-- start PROVIDED INFORMATION --

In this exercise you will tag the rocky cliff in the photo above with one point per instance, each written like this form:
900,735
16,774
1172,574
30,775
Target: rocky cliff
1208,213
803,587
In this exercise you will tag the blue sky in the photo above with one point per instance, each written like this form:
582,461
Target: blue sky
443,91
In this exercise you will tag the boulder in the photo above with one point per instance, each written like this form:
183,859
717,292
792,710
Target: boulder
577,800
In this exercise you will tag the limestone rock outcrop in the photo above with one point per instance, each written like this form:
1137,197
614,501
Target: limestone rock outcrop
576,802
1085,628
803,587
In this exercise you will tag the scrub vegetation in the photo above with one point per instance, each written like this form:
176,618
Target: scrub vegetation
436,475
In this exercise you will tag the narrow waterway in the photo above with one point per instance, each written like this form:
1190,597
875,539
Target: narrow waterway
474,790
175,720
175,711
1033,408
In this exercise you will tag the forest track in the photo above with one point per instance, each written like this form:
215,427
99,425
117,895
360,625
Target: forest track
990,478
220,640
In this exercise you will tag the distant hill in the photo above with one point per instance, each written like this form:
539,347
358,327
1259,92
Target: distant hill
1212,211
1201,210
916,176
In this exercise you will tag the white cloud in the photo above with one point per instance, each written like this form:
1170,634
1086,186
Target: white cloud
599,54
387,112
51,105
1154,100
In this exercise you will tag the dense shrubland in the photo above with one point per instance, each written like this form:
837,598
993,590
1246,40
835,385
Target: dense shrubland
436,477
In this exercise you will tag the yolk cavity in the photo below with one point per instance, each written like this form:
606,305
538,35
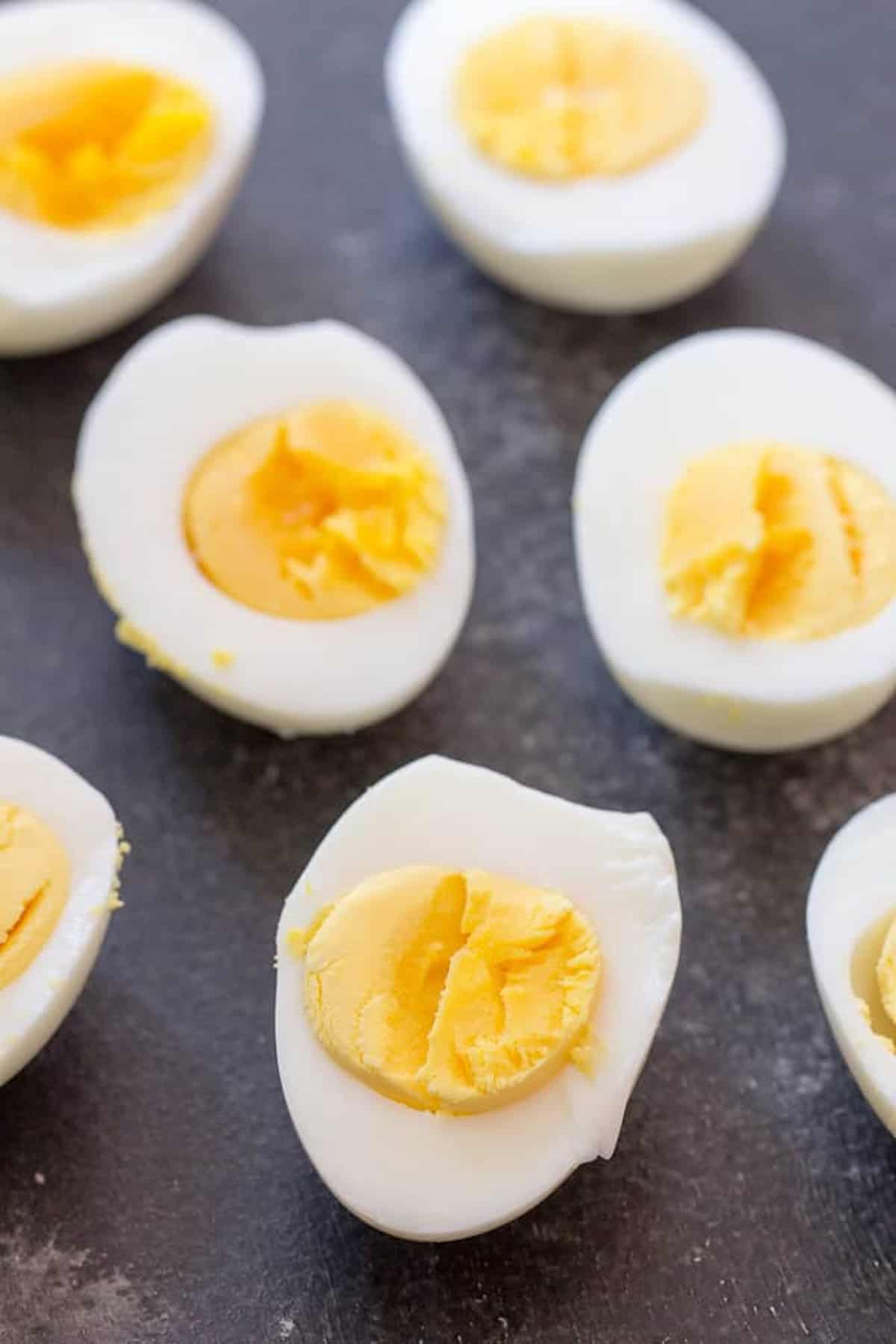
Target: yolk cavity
450,991
34,887
778,542
100,144
317,514
563,99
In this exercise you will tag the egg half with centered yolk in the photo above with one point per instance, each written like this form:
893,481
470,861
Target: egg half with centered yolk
735,530
470,974
597,155
850,920
280,519
125,129
60,851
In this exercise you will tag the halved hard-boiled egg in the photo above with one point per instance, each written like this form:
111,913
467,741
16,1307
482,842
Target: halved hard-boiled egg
735,529
470,974
280,519
590,154
60,851
125,128
850,920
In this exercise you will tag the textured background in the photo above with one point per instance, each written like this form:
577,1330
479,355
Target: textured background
151,1184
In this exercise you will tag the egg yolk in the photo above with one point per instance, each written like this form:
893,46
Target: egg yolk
321,512
887,974
563,99
34,887
780,544
100,144
450,991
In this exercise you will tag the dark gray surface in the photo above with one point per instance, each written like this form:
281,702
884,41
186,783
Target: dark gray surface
753,1195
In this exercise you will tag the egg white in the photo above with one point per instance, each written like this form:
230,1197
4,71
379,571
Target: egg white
598,245
852,894
438,1177
35,1003
63,287
704,393
164,406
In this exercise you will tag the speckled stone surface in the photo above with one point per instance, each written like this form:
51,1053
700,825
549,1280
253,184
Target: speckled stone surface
151,1184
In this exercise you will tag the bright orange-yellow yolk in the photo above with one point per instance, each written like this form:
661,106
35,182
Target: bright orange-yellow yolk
561,99
34,887
778,542
450,991
321,512
100,144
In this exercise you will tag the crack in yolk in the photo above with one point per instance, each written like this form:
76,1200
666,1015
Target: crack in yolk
567,99
34,887
778,542
450,991
99,146
319,514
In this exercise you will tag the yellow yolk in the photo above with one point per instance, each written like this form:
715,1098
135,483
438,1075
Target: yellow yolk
564,99
34,887
317,514
887,974
450,991
778,542
99,144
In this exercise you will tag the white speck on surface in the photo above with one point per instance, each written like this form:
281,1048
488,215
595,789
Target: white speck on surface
60,1293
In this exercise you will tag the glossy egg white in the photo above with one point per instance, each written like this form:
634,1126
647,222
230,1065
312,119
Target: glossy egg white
850,903
171,399
34,1004
62,287
595,245
438,1177
700,394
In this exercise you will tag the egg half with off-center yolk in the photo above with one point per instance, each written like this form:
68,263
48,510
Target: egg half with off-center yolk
850,920
470,974
125,129
280,519
60,850
597,155
735,531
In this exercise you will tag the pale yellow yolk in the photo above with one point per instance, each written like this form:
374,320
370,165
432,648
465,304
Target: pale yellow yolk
100,144
317,514
450,991
34,887
778,542
564,99
887,974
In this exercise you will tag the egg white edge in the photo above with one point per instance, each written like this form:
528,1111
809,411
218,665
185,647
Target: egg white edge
324,676
521,217
35,1004
183,40
853,887
618,520
497,1164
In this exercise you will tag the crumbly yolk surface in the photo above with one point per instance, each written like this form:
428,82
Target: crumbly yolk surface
887,974
321,512
563,99
450,991
778,542
34,887
99,144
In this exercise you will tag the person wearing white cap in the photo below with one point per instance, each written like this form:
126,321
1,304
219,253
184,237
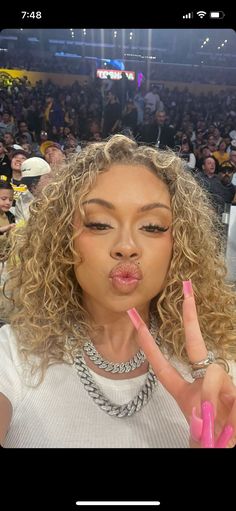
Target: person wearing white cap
35,175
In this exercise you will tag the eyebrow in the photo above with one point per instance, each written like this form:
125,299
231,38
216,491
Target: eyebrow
109,205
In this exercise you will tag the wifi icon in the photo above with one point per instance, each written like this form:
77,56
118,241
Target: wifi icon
201,14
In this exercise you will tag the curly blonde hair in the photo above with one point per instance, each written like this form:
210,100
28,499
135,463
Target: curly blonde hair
47,297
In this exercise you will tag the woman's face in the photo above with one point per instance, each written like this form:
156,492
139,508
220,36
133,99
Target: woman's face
125,241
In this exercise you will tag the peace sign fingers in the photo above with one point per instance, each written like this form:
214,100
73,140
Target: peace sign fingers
195,345
164,371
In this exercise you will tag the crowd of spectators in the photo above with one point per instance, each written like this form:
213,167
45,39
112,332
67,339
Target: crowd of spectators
221,74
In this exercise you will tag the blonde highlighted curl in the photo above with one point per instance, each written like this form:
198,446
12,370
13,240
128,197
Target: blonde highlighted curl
47,297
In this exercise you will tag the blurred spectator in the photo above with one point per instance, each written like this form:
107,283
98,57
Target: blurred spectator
5,164
186,153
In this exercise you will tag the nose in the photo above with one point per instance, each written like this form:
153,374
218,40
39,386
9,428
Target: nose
126,248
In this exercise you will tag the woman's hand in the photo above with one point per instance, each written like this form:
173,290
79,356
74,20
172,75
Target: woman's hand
209,403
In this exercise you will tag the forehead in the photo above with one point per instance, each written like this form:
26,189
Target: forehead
19,157
131,182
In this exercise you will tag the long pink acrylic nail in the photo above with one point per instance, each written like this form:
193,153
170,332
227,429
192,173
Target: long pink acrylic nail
225,436
135,318
207,438
196,424
187,288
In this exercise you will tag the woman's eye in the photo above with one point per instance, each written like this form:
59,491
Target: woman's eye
98,226
154,228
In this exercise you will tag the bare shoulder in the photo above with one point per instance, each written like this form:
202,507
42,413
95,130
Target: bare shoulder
5,416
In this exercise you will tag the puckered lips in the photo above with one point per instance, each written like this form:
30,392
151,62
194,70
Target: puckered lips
125,277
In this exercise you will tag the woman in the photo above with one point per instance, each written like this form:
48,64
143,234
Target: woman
118,230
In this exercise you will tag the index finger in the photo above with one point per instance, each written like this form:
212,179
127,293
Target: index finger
164,371
195,345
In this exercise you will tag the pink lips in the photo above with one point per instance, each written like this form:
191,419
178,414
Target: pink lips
125,276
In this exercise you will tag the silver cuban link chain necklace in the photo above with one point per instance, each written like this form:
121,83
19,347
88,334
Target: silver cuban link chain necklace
118,367
119,411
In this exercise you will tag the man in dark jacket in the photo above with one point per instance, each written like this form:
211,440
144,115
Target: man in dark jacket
158,133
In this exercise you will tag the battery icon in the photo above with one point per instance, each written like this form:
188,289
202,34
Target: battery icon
217,14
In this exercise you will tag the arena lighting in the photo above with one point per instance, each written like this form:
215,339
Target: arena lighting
114,74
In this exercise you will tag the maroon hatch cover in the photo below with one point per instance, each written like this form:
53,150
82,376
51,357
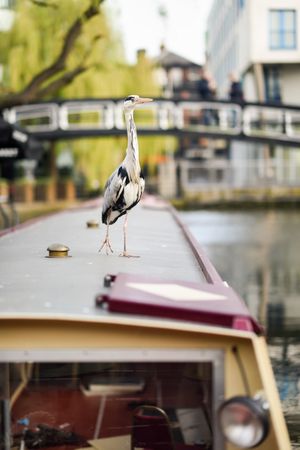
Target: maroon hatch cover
214,304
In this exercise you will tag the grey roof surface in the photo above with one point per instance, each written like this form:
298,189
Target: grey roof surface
33,284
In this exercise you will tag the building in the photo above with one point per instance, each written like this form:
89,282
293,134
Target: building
181,174
259,41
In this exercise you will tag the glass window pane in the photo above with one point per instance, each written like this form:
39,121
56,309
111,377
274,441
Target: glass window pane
274,20
290,41
70,404
289,20
274,40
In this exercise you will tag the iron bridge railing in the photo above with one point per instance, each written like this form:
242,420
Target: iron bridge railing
102,117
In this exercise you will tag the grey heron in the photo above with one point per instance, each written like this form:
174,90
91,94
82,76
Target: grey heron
125,186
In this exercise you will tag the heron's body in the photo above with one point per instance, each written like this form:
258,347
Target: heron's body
126,184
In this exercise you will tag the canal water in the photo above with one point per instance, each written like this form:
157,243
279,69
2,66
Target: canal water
258,254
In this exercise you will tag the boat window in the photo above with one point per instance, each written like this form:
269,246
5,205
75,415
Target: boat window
107,405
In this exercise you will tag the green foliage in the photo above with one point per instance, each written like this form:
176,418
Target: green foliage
36,40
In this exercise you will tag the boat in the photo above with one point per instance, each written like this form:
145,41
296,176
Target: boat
100,352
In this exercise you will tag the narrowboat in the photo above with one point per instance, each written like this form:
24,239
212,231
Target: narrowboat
103,352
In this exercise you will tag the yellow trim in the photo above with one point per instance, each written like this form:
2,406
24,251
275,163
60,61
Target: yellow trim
270,389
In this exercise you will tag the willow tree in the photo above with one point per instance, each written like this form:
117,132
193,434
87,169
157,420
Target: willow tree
70,49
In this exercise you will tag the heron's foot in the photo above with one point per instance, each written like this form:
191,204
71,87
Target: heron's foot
127,255
106,244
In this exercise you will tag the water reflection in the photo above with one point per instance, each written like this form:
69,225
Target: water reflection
258,254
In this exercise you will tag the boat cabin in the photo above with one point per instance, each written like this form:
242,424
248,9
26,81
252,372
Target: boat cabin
109,353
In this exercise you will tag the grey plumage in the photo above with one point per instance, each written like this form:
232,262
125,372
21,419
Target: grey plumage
125,186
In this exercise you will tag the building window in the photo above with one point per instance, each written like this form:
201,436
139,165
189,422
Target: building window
282,29
272,84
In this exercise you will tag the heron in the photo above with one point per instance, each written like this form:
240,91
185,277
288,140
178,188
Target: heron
125,186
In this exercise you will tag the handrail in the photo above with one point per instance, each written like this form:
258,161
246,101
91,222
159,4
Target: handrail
102,117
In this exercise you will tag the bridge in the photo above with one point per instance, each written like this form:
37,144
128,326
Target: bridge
80,118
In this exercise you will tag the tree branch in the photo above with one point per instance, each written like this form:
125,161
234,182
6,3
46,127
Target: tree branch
62,81
59,64
44,4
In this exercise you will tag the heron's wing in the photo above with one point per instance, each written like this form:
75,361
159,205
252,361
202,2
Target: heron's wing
114,189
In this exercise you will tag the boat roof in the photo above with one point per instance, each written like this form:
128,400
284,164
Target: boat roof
171,278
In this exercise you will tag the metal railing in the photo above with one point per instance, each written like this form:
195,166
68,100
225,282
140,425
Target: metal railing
98,117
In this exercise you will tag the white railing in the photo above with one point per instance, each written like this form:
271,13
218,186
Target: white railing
216,118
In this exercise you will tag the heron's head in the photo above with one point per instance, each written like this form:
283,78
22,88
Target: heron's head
132,101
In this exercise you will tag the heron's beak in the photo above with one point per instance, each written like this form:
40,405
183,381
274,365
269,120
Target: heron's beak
143,100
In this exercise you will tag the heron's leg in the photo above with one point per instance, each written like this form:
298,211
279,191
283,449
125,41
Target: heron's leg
106,241
125,239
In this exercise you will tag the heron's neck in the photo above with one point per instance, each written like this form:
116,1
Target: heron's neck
132,152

-- end PROVIDED INFORMATION --

THE REQUEST: Set down, exactly and in full, the lines from the one containing "In this exercise you will tag the heron's beak" through the end of the entries; no other line belongs.

ANSWER TO THE TASK:
In this exercise you will tag the heron's beak in the photo above with one point per instance, each written like this form:
40,405
183,381
274,365
269,120
Target: heron's beak
143,100
In this exercise you will tag the heron's leg in the photo above with one point per instance, each written like this form:
298,211
279,191
283,449
125,41
Target: heron's leg
106,241
125,239
In this exercise you will tag the heron's neck in the photo above with one point per instance, each written like this form:
116,1
Target: heron's neck
132,152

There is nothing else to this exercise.